Mis articulaciones a cambio de esto

 
Desde hace un tiempo vengo notando síntomas de que mi cuerpo entra en una nueva era. Algo se atasca y se queja, y no me extrañaría encontrar manchas de óxido al secarme después de la ducha. A veces mi rodilla derecha parece metálica cuando bajo escaleras, aunque lleve días sin castigarla en el gimnasio. También la cadera derecha traquetea si subo las piernas - me encanta dejarlas flotar como si fueran algas - y luego las bajo. La mediana edad me ataca por el flanco diestro. Voy a tener que cederle el testigo a mi lado izquierdo, mi parte verde e inexperta. Empezar la marcha con el pie contrario, escribir y pelar boniatos con una mano zurda que sigue siendo niña.

Anoche percibí otro signo en mi sueño. Algo que no había notado antes. Como otras veces, mi mente añoró brutalmente la consciencia, y después de un par de horas dormida me desperté tan lúcida como si fuera a llevar a cabo un trasplante. No debía de ser muy tarde. Por la rendija de la puerta entraba aún la luz naranja bajo la que se suceden las actividades nocturnas del habitante menos lirón de mi casa. Lo que hace de once a una siempre me intriga. Como lo que sueña cuando duerme por fin a mi lado. O a lo que se dedica ahora mismo la gente que dejé de ver hace unas horas, unas semanas o unos años. Todas esas irritantes caras ocultas.

Me desperté, vi la luz, y desde quién sabe qué orilla del sueño, fui capaz de advertir que estaba sintiendo algo nuevo. Porque habitualmente, cuando soy rebotada de esa manera a la vigilia, lo que experimento es inquietud o rareza. Sé dónde estoy, sé demasiado bien quién soy, y me parece increíblemente extraño e injusto que llegue un día en el que ya no pueda despertarme. Tengo una comprensión desnuda y salvaje de mi mortalidad, y quiero gritar, o salir de la cama para acurrucarme en el regazo del que está todavía en el sofá. Otras veces el desasosiego es mucho más simple: el descanso me parece una pérdida de tiempo, y no veo la hora de regresar a mi querida vida en vertical.

Anoche no hubo inquietud sino esto: una sensación aguda de felicidad. Todo estaba en el mismo sitio donde lo había dejado antes de dormirme. La luz afuera, la certeza de que, más lejos o más cerca, aquellos a los que no veo siguen respirando. Mi propio aliento caliente y sencillo. Por primera vez desperté bruscamente y no me fijé en la cuenta de pérdidas. Estaba viva, sin más adjetivo, adverbio ni complemento circunstancial. Estar muerta no es algo que me corresponda experimentar y, por tanto, no da miedo ninguno.

Llevo todo el día protegiendo esa llamita de contento. Seguramente me engañe, pero hoy sospecho que en esta madurez que comienza mi agitación de base puede ser sustituida por algo parecido a la tranquilidad.

▶ **DATOS REGISTRADOS**:
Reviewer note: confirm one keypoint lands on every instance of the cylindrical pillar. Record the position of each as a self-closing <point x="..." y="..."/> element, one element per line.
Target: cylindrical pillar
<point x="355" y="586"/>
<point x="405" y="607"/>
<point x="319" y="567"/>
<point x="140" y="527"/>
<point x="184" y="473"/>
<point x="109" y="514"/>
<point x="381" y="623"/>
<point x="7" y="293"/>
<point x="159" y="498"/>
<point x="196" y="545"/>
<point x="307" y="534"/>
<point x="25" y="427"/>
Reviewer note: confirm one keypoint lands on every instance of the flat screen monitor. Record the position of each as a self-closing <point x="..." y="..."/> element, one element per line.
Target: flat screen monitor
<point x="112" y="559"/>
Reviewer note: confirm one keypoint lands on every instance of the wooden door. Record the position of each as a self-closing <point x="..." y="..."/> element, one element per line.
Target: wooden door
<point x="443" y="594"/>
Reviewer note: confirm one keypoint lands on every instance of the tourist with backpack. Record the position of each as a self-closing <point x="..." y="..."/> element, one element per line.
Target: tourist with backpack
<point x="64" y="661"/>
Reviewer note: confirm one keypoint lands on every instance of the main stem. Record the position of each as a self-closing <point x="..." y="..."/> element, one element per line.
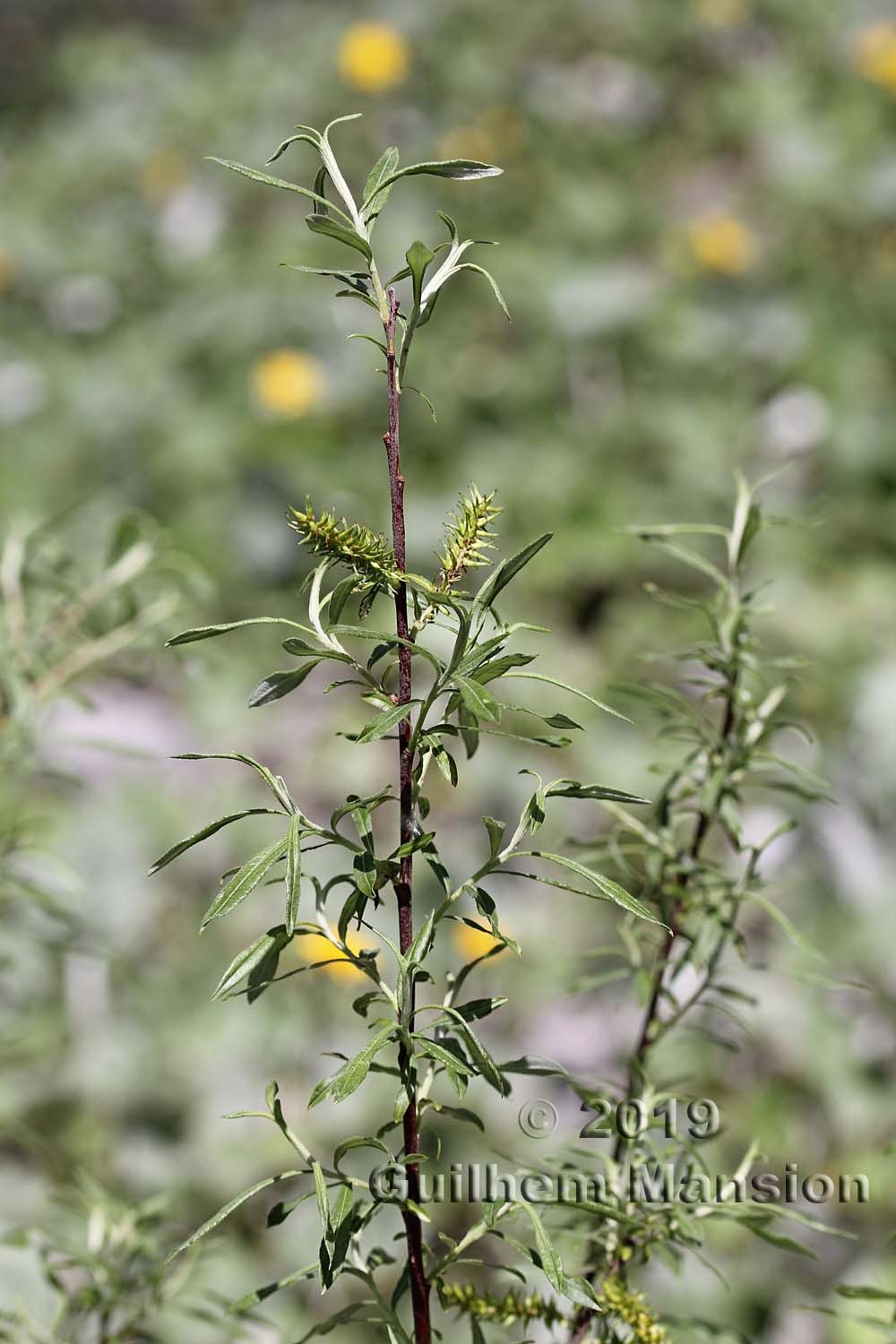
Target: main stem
<point x="403" y="887"/>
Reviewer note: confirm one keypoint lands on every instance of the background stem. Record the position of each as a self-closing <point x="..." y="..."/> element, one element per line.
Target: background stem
<point x="403" y="887"/>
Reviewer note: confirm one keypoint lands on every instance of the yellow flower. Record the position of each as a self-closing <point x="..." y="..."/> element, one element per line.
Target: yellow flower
<point x="7" y="271"/>
<point x="288" y="383"/>
<point x="164" y="172"/>
<point x="721" y="13"/>
<point x="317" y="948"/>
<point x="374" y="56"/>
<point x="874" y="54"/>
<point x="473" y="943"/>
<point x="721" y="244"/>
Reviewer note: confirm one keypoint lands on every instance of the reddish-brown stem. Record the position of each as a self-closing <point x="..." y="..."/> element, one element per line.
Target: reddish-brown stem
<point x="403" y="887"/>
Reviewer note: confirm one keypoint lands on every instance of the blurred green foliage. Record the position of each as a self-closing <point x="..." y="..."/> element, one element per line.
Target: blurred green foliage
<point x="699" y="252"/>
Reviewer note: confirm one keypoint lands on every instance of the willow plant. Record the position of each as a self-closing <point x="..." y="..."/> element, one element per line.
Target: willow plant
<point x="696" y="866"/>
<point x="435" y="680"/>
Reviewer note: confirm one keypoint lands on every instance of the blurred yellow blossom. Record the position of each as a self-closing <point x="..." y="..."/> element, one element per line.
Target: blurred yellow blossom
<point x="721" y="13"/>
<point x="473" y="943"/>
<point x="317" y="948"/>
<point x="163" y="174"/>
<point x="7" y="271"/>
<point x="288" y="382"/>
<point x="874" y="54"/>
<point x="721" y="244"/>
<point x="374" y="56"/>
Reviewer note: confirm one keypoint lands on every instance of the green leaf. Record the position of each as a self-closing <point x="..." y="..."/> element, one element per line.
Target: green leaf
<point x="375" y="194"/>
<point x="481" y="271"/>
<point x="461" y="169"/>
<point x="273" y="781"/>
<point x="418" y="257"/>
<point x="340" y="233"/>
<point x="551" y="1262"/>
<point x="478" y="1008"/>
<point x="573" y="789"/>
<point x="360" y="632"/>
<point x="293" y="873"/>
<point x="177" y="849"/>
<point x="440" y="1051"/>
<point x="245" y="881"/>
<point x="323" y="1199"/>
<point x="250" y="957"/>
<point x="276" y="182"/>
<point x="478" y="1054"/>
<point x="573" y="690"/>
<point x="260" y="1295"/>
<point x="495" y="831"/>
<point x="506" y="570"/>
<point x="279" y="685"/>
<point x="217" y="1219"/>
<point x="210" y="632"/>
<point x="477" y="699"/>
<point x="791" y="932"/>
<point x="349" y="1145"/>
<point x="354" y="1073"/>
<point x="384" y="722"/>
<point x="306" y="134"/>
<point x="871" y="1295"/>
<point x="786" y="1244"/>
<point x="608" y="890"/>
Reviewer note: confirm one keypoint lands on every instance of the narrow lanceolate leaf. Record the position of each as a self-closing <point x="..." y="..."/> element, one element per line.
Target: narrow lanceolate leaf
<point x="177" y="849"/>
<point x="354" y="1073"/>
<point x="279" y="685"/>
<point x="375" y="194"/>
<point x="481" y="271"/>
<point x="573" y="690"/>
<point x="598" y="792"/>
<point x="245" y="882"/>
<point x="217" y="1219"/>
<point x="210" y="632"/>
<point x="462" y="169"/>
<point x="478" y="1054"/>
<point x="274" y="182"/>
<point x="293" y="873"/>
<point x="384" y="722"/>
<point x="250" y="957"/>
<point x="478" y="701"/>
<point x="506" y="570"/>
<point x="273" y="781"/>
<point x="551" y="1262"/>
<point x="340" y="233"/>
<point x="608" y="890"/>
<point x="418" y="258"/>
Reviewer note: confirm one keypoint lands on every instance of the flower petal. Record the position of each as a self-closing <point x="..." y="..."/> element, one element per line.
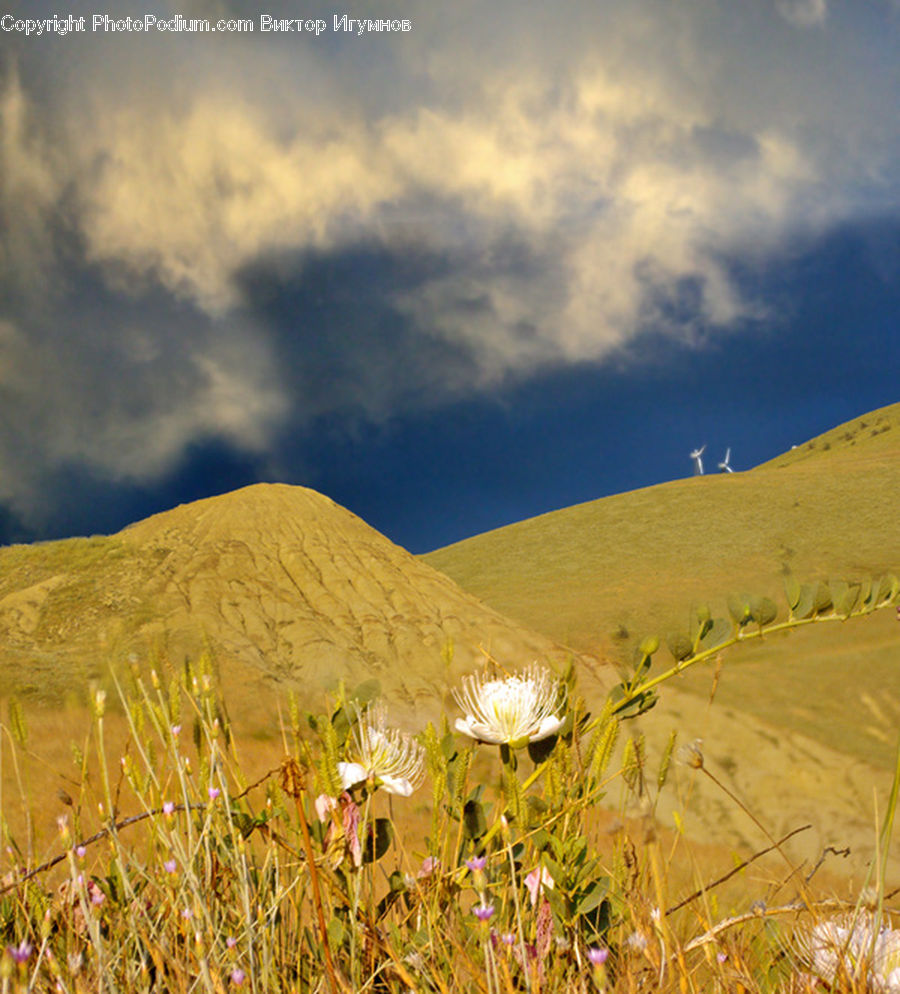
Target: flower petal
<point x="351" y="774"/>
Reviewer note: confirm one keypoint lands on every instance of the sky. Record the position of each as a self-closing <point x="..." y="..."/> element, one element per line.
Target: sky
<point x="509" y="259"/>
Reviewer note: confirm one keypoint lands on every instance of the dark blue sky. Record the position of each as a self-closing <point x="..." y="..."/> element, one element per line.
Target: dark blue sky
<point x="451" y="278"/>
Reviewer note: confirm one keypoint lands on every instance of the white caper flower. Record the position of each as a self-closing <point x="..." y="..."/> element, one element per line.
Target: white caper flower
<point x="514" y="711"/>
<point x="858" y="949"/>
<point x="387" y="757"/>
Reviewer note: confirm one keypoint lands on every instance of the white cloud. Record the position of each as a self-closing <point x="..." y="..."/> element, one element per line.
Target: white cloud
<point x="803" y="13"/>
<point x="580" y="176"/>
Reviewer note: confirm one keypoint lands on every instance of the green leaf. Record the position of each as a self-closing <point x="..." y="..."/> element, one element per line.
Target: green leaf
<point x="539" y="752"/>
<point x="556" y="871"/>
<point x="701" y="622"/>
<point x="592" y="895"/>
<point x="763" y="610"/>
<point x="680" y="645"/>
<point x="739" y="608"/>
<point x="822" y="600"/>
<point x="336" y="933"/>
<point x="541" y="838"/>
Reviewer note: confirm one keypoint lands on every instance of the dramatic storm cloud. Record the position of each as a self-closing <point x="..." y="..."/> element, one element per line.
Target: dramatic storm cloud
<point x="229" y="236"/>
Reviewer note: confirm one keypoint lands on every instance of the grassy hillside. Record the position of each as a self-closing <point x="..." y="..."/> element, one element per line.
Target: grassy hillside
<point x="804" y="726"/>
<point x="284" y="588"/>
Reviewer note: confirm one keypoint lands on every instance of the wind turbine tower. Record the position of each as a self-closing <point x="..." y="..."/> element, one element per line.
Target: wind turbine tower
<point x="698" y="462"/>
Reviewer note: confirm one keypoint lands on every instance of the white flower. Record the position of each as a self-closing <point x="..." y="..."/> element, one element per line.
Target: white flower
<point x="515" y="711"/>
<point x="857" y="950"/>
<point x="388" y="757"/>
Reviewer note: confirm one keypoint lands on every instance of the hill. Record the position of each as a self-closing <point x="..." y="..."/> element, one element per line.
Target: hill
<point x="804" y="725"/>
<point x="279" y="583"/>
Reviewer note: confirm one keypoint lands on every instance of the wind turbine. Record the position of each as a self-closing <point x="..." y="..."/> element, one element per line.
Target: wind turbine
<point x="695" y="455"/>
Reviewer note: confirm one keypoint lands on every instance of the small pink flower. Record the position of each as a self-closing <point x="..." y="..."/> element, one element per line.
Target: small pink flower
<point x="483" y="911"/>
<point x="597" y="955"/>
<point x="324" y="806"/>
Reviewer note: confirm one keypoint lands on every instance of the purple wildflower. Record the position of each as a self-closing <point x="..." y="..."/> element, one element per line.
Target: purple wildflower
<point x="597" y="955"/>
<point x="483" y="911"/>
<point x="22" y="952"/>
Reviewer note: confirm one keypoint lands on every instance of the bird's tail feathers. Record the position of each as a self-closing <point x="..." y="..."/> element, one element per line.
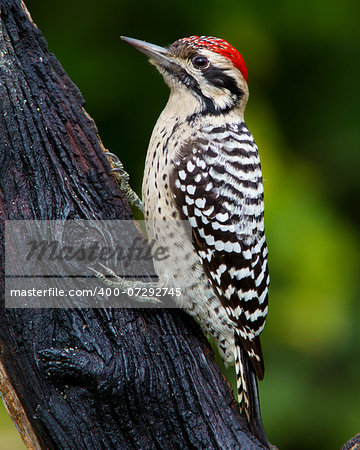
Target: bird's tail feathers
<point x="248" y="395"/>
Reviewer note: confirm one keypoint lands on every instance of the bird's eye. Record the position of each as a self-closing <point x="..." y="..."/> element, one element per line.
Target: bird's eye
<point x="200" y="62"/>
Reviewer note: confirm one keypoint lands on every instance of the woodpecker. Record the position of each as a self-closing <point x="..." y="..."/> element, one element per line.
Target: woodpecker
<point x="203" y="167"/>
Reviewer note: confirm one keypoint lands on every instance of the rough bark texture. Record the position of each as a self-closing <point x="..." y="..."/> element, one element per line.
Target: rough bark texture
<point x="132" y="378"/>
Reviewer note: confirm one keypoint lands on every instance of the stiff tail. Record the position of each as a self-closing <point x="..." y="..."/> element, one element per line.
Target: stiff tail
<point x="248" y="395"/>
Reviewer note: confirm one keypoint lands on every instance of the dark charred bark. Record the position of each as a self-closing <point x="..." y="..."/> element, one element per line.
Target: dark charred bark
<point x="89" y="378"/>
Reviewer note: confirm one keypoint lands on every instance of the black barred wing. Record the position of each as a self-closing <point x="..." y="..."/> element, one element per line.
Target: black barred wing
<point x="218" y="187"/>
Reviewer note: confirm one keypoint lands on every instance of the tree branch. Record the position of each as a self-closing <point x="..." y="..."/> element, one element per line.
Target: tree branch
<point x="89" y="378"/>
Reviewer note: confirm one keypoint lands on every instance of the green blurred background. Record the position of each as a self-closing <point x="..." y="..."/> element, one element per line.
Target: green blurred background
<point x="303" y="60"/>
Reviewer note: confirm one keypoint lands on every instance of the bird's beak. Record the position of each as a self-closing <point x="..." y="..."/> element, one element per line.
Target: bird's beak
<point x="154" y="52"/>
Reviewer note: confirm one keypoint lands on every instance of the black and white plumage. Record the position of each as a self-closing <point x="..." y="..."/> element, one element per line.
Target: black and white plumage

▶ **TAREAS Y EJERCICIOS**:
A. Según el texto, ¿de qué color era la luz que entraba por la rendija de la puerta?
B. Edita el fragmento del texto que arranca con las palabras "Mis articulaciones a" y se cierra con "sigue siendo niña.", cambiando "rodilla derecha" por "rodilla izquierda".
C. Por favor, enumera las cosas que, según el texto, le intrigan a quien escribe.
El material no interviene para nada en este trabajo.

▶ **RESPUESTAS ESCRITAS**:
A. Naranja.

B.
Mis articulaciones a cambio de esto

 
Desde hace un tiempo vengo notando síntomas de que mi cuerpo entra en una nueva era. Algo se atasca y se queja, y no me extrañaría encontrar manchas de óxido al secarme después de la ducha. A veces mi rodilla izquierda parece metálica cuando bajo escaleras, aunque lleve días sin castigarla en el gimnasio. También la cadera derecha traquetea si subo las piernas - me encanta dejarlas flotar como si fueran algas - y luego las bajo. La mediana edad me ataca por el flanco diestro. Voy a tener que cederle el testigo a mi lado izquierdo, mi parte verde e inexperta. Empezar la marcha con el pie contrario, escribir y pelar boniatos con una mano zurda que sigue siendo niña.

C.
- Lo que hace de once a una el habitante menos lirón de su casa.
- Lo que sueña cuando duerme por fin a su lado.
- A lo que se dedica ahora mismo la gente que dejó de ver hace unas horas, unas semanas o unos años.